[Object detection data]
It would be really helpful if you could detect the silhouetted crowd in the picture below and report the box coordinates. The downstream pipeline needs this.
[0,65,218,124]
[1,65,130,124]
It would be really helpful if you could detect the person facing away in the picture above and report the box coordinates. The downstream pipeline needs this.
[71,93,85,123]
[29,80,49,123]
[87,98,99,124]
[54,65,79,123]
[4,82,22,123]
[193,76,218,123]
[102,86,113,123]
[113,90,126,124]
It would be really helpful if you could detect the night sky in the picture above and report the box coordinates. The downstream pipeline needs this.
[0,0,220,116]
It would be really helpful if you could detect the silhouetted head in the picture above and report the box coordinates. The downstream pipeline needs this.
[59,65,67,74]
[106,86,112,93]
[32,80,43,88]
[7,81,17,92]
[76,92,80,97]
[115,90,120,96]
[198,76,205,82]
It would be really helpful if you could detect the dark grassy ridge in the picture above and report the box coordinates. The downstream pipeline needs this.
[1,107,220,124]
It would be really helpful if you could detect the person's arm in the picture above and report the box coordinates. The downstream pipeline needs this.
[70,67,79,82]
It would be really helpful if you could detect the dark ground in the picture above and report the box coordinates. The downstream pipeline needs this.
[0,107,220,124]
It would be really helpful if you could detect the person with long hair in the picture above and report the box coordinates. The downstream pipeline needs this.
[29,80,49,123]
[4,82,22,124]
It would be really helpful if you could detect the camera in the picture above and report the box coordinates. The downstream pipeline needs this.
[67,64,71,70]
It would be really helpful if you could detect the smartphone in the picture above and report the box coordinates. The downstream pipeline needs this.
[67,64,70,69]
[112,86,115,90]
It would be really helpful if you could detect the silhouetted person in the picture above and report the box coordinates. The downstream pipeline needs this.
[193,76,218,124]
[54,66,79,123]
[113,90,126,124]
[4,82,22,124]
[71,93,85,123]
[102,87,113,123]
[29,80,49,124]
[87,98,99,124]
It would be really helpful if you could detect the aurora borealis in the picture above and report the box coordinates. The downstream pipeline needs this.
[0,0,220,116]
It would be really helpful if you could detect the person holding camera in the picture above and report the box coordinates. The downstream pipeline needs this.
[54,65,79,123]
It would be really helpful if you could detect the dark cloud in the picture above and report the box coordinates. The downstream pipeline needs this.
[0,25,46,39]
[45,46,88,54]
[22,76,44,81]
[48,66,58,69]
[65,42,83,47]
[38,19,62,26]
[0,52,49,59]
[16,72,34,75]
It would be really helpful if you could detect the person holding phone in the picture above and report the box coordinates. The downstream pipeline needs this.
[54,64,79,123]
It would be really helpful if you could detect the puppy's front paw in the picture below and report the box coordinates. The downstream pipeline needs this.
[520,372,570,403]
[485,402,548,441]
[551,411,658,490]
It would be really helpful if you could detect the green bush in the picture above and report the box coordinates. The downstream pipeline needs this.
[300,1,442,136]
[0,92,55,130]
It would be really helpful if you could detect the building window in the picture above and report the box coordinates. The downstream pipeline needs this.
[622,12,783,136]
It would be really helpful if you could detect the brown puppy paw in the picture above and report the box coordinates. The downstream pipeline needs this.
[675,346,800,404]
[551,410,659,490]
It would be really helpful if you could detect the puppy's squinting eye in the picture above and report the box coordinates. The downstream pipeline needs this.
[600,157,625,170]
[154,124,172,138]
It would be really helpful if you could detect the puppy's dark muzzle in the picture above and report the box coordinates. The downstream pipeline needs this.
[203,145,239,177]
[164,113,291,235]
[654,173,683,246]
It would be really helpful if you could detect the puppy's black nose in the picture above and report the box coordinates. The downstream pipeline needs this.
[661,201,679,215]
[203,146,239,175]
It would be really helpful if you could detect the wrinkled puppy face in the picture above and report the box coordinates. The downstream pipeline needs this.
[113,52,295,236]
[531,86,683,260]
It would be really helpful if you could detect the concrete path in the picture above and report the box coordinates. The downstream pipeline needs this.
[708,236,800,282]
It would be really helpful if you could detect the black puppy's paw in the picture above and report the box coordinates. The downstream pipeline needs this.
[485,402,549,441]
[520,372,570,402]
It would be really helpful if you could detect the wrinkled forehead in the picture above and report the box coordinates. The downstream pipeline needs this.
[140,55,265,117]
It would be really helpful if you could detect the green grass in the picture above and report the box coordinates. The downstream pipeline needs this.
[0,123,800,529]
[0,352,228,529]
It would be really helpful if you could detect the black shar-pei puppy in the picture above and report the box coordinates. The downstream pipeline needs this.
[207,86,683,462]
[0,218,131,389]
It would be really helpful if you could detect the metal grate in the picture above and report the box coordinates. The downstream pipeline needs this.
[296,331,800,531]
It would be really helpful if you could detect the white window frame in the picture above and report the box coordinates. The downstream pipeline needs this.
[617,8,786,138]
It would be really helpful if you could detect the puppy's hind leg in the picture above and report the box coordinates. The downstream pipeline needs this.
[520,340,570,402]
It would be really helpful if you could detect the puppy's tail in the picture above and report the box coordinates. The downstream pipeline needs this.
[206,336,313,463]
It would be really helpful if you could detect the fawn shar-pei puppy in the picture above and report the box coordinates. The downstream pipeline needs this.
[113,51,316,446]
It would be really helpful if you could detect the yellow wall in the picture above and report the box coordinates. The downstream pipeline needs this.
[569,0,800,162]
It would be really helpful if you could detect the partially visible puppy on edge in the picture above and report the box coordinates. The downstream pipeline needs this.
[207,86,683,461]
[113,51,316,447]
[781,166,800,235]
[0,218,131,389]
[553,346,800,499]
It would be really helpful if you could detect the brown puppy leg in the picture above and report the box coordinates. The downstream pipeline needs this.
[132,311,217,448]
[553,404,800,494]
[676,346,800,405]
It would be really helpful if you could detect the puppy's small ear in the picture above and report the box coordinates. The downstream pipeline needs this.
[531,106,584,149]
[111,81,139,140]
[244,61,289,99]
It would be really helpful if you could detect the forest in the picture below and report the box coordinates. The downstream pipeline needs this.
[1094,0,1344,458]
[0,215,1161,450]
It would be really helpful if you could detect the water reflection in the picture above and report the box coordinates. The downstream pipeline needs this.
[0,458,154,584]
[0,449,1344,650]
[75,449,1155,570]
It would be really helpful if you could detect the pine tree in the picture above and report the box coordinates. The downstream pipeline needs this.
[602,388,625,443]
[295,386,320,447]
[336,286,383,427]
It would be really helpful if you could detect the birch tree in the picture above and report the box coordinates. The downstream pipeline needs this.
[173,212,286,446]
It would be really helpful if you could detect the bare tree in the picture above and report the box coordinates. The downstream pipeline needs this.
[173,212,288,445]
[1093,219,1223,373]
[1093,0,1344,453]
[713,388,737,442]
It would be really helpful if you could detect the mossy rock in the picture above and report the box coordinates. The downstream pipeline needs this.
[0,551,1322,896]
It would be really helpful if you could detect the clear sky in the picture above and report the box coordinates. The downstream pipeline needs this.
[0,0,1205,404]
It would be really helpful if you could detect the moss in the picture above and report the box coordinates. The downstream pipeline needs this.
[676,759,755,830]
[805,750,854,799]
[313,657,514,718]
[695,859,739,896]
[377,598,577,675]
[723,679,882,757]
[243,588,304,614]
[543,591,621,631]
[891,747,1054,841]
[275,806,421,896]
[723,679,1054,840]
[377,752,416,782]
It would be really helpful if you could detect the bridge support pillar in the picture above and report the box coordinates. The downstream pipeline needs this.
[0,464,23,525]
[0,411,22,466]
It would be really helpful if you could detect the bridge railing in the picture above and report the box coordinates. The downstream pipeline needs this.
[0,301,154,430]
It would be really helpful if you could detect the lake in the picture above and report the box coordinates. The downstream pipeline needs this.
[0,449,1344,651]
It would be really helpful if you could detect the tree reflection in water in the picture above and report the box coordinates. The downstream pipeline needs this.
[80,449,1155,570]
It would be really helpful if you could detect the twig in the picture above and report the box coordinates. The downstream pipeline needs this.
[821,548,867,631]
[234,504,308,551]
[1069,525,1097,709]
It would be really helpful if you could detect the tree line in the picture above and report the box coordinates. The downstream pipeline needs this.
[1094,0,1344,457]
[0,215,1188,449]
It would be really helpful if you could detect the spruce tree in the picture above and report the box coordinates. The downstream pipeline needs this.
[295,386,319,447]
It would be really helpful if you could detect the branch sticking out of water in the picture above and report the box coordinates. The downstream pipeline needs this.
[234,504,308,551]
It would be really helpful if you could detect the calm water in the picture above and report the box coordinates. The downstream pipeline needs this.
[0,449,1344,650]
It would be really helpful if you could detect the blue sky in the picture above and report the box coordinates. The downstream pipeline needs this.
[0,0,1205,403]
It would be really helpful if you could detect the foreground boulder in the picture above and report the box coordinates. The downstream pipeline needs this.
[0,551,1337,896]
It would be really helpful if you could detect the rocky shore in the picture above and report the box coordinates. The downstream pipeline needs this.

• **WORK TO BE COMPLETED**: Write out exactly the lines of the entries above that run from the line containing "It would be really helpful if you could detect the blue" through the last line, including both.

• **ANSWER TO THE EXERCISE**:
It would be really helpful if you could detect the blue sky in the picture above and report the box coordinates. The downstream pipeline needs this.
[0,0,1205,403]
It would be really helpful if you could detect the foreground boulder in the picture above and report the box coordinates. The downstream pipeline needs this.
[0,551,1337,896]
It would be really helpful if you could detect the rocky shore in the picture above and report the box coordinates. The downstream pipeline needs this.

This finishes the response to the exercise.